Work to complete: Find each line in the items below that contains the word "Give", and copy those lines. Case counts, so match capitals exactly.

Data provided:
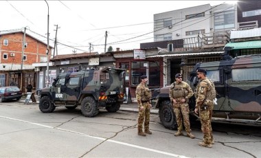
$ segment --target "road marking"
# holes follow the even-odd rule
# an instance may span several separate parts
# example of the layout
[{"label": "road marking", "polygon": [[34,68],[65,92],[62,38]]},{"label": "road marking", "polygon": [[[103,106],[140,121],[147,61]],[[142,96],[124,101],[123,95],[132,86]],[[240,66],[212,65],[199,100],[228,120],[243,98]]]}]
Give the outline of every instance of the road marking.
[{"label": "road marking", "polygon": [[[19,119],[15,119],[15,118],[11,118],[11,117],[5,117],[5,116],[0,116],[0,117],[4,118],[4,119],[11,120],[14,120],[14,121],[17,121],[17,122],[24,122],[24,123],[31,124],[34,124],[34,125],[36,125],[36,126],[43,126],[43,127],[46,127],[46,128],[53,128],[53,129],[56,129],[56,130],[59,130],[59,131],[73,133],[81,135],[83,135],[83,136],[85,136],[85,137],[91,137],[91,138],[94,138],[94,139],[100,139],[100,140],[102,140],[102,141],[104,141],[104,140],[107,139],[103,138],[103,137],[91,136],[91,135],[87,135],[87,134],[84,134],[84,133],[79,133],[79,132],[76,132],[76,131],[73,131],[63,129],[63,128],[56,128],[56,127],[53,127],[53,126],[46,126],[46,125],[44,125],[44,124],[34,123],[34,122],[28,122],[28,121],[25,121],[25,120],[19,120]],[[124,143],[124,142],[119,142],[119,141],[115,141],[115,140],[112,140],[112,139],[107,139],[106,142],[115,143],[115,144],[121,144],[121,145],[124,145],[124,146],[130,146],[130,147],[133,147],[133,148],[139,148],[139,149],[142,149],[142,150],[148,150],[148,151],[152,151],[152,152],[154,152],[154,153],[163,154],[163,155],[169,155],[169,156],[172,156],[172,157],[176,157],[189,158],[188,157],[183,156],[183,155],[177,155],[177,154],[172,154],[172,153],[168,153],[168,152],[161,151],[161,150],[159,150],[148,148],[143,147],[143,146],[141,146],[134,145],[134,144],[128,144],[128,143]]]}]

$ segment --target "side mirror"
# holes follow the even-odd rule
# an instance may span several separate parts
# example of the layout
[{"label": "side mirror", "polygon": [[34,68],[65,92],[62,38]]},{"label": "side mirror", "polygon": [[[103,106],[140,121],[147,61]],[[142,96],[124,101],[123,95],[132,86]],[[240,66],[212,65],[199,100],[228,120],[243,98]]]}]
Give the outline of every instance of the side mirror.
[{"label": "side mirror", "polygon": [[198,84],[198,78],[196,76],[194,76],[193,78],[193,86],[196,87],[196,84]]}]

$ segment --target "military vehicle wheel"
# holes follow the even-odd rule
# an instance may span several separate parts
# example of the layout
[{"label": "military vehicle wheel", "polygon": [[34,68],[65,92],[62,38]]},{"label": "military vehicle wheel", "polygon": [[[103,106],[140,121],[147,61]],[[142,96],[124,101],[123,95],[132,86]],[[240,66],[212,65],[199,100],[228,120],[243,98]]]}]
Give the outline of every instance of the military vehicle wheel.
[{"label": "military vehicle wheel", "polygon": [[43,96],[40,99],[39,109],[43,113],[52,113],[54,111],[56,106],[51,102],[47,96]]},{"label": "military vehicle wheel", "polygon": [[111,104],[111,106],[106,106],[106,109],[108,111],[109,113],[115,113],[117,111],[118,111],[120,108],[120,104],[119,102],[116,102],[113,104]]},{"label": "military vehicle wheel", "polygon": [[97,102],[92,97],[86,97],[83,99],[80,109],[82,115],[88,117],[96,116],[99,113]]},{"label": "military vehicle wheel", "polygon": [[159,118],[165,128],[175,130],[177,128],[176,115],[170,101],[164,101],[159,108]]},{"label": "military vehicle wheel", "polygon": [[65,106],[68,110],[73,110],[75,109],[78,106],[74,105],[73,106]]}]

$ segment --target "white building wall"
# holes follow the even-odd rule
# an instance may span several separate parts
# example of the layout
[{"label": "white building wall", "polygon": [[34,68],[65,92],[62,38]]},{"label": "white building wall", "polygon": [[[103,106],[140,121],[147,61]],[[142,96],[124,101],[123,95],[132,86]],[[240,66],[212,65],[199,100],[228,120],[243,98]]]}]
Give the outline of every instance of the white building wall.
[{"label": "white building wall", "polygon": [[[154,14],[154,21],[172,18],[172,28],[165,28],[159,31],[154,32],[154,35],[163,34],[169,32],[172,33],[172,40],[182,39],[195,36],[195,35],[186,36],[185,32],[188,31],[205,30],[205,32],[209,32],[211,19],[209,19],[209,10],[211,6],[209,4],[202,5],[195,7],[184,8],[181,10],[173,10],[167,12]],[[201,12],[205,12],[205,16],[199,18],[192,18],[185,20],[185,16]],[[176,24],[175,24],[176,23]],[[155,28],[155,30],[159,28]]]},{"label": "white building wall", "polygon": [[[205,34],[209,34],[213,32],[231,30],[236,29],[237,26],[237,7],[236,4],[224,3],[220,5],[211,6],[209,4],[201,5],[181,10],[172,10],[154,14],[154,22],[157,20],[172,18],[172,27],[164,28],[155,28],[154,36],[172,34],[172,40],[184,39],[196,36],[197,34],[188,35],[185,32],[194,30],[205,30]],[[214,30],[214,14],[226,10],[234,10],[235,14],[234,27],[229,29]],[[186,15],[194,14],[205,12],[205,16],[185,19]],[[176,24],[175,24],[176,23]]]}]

---

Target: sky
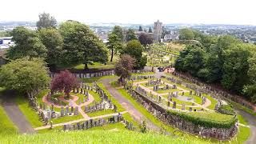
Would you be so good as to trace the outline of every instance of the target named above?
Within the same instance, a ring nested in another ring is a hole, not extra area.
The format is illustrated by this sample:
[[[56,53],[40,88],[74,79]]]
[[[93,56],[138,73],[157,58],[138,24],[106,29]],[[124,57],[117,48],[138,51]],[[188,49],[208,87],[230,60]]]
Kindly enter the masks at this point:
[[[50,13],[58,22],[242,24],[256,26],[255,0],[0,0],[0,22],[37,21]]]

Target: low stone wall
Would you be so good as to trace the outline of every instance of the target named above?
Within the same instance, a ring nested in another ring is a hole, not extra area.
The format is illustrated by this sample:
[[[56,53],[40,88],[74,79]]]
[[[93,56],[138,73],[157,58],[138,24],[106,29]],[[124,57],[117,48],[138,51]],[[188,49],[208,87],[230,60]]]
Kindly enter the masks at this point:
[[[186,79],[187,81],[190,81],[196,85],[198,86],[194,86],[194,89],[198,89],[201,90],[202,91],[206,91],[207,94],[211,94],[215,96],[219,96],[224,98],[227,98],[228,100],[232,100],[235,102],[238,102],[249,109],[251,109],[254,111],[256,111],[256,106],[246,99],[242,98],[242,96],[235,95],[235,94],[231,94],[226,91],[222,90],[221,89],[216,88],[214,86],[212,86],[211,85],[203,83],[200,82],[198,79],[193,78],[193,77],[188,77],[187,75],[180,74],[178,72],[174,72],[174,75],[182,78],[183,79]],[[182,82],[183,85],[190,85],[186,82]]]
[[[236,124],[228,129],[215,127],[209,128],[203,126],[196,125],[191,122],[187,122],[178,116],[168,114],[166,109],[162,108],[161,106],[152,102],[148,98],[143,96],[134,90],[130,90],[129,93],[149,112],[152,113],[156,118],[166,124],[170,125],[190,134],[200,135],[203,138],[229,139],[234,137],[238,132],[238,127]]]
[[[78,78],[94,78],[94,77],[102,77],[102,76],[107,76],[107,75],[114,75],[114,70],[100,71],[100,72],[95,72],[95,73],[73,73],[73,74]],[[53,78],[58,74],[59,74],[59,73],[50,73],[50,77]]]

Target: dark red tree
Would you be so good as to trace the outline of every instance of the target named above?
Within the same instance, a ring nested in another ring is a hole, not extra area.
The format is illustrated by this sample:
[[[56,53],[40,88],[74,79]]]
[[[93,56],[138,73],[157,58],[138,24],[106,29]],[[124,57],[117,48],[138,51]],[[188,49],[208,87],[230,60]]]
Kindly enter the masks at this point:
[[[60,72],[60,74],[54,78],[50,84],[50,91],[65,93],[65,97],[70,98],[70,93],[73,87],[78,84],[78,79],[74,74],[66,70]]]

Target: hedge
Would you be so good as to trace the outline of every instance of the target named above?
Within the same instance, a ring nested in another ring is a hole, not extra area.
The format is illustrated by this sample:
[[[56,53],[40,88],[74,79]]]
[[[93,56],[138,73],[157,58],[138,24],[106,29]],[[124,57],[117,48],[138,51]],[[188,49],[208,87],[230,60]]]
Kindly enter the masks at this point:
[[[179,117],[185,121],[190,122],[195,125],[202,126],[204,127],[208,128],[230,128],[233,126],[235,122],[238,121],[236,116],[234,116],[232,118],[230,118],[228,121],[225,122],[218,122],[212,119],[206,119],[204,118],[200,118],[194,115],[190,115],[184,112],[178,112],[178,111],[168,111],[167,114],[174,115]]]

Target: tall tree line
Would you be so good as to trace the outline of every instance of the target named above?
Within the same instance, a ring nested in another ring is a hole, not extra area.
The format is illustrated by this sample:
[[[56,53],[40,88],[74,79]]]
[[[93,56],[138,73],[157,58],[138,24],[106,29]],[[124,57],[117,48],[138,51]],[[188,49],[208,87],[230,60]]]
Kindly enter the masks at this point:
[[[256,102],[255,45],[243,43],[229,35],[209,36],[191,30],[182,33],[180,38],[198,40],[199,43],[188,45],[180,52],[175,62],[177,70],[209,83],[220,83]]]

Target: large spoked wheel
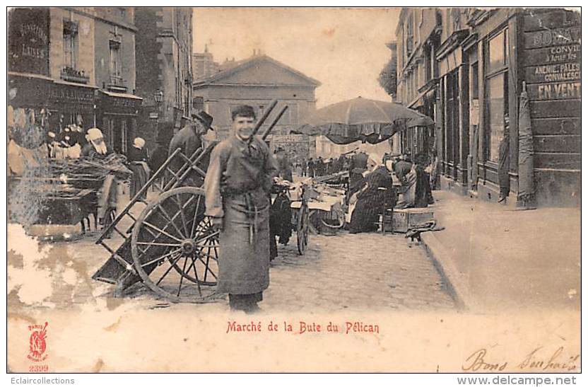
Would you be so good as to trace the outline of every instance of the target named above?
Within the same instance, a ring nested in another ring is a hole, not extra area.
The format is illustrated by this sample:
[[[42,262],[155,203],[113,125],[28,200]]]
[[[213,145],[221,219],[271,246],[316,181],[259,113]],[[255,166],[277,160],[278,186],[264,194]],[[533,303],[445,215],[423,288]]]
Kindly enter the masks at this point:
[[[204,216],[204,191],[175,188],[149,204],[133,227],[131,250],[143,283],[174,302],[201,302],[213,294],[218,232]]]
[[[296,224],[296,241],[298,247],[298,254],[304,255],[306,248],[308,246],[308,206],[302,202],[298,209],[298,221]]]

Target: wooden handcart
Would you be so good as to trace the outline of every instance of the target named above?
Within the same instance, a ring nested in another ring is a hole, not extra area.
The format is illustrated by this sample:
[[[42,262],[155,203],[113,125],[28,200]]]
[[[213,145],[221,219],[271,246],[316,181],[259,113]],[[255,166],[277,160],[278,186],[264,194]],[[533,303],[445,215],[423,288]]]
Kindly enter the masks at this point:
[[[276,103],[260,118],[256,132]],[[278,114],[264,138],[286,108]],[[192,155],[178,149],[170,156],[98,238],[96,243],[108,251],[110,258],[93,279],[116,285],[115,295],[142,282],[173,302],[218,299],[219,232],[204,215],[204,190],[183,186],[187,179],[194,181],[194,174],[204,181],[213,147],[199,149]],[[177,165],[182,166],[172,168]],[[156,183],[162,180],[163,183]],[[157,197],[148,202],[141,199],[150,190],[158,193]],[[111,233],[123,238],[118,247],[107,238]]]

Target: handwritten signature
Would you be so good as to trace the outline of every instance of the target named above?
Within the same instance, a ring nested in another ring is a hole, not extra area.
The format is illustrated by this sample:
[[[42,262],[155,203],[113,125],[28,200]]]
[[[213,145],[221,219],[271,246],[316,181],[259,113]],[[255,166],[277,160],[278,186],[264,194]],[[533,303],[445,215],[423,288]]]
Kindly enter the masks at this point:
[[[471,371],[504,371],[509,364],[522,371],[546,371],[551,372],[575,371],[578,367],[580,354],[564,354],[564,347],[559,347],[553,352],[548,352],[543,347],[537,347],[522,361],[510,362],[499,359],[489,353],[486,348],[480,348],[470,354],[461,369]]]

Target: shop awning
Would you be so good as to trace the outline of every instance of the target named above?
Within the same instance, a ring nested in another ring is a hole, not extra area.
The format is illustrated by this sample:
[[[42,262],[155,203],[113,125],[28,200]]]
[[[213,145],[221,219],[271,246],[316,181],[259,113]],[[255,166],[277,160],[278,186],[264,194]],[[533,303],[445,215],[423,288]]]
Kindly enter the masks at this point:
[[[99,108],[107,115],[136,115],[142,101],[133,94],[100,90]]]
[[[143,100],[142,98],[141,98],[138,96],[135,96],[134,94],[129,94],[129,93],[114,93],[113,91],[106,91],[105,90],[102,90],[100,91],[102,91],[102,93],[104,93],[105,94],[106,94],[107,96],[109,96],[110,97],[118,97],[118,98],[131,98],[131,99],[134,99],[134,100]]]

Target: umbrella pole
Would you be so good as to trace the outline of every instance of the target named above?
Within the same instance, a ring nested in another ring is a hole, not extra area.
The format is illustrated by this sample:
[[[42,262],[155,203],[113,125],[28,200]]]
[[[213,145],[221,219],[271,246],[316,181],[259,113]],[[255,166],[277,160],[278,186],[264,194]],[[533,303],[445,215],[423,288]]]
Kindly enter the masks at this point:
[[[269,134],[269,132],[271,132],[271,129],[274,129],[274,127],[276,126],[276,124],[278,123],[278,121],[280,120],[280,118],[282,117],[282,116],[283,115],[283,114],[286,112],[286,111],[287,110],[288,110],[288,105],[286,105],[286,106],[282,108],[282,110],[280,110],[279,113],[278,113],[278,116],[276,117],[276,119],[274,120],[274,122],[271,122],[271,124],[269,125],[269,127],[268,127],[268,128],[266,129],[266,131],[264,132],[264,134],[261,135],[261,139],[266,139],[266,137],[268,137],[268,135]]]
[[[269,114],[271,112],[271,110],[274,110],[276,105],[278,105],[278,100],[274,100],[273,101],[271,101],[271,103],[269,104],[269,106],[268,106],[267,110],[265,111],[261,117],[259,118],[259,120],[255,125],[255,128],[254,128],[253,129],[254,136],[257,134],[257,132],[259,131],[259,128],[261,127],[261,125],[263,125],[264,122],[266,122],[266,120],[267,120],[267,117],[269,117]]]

==

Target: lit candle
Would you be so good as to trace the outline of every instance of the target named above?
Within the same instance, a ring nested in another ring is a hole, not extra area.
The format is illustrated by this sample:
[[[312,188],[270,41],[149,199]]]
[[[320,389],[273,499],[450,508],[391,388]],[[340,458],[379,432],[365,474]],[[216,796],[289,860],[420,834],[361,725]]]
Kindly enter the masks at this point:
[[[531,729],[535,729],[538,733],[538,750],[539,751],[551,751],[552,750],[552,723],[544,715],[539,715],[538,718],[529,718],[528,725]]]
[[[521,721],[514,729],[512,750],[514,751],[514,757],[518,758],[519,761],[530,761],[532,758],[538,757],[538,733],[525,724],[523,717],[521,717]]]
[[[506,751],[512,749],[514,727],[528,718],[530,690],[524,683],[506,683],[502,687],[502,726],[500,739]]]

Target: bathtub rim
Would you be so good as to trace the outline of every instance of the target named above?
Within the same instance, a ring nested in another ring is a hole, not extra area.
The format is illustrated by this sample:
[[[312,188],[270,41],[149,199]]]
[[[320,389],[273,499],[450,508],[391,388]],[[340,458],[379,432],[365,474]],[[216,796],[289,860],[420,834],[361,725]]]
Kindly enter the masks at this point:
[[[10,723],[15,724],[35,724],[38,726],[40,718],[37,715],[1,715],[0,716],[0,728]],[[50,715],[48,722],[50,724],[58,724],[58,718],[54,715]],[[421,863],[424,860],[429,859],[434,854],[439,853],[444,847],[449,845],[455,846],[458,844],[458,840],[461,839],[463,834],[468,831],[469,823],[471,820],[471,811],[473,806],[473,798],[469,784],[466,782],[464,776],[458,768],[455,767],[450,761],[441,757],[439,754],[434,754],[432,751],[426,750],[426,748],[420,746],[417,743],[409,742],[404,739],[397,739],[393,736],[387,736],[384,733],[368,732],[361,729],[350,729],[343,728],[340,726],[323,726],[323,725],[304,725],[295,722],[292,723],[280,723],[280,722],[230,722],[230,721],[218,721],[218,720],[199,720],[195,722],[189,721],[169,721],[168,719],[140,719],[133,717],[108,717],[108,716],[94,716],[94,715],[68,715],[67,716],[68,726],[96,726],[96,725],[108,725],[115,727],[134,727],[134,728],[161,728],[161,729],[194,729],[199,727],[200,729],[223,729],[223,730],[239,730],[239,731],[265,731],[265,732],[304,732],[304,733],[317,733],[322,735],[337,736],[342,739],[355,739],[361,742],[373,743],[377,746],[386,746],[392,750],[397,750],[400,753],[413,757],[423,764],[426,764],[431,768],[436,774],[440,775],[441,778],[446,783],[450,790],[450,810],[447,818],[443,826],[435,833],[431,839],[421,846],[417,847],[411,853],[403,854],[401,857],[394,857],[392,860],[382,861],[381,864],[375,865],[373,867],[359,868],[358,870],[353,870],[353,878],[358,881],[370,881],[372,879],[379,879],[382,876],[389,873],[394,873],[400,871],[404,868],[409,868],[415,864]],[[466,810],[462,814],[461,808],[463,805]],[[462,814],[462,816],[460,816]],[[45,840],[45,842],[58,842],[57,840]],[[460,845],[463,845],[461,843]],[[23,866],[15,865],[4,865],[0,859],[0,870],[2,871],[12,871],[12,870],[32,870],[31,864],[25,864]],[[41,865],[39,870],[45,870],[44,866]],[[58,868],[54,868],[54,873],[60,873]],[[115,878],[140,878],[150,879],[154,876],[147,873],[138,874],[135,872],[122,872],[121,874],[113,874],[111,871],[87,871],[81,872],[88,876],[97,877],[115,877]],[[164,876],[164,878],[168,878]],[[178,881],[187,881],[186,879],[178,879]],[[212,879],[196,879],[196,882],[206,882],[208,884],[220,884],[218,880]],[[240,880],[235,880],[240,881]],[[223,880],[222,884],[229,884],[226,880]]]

Solution to this problem:
Give the outline of every instance of the road marking.
Give the outline of every instance of the side mirror.
Give the outline of every instance of the military vehicle wheel.
Give the outline of every instance of the white building wall.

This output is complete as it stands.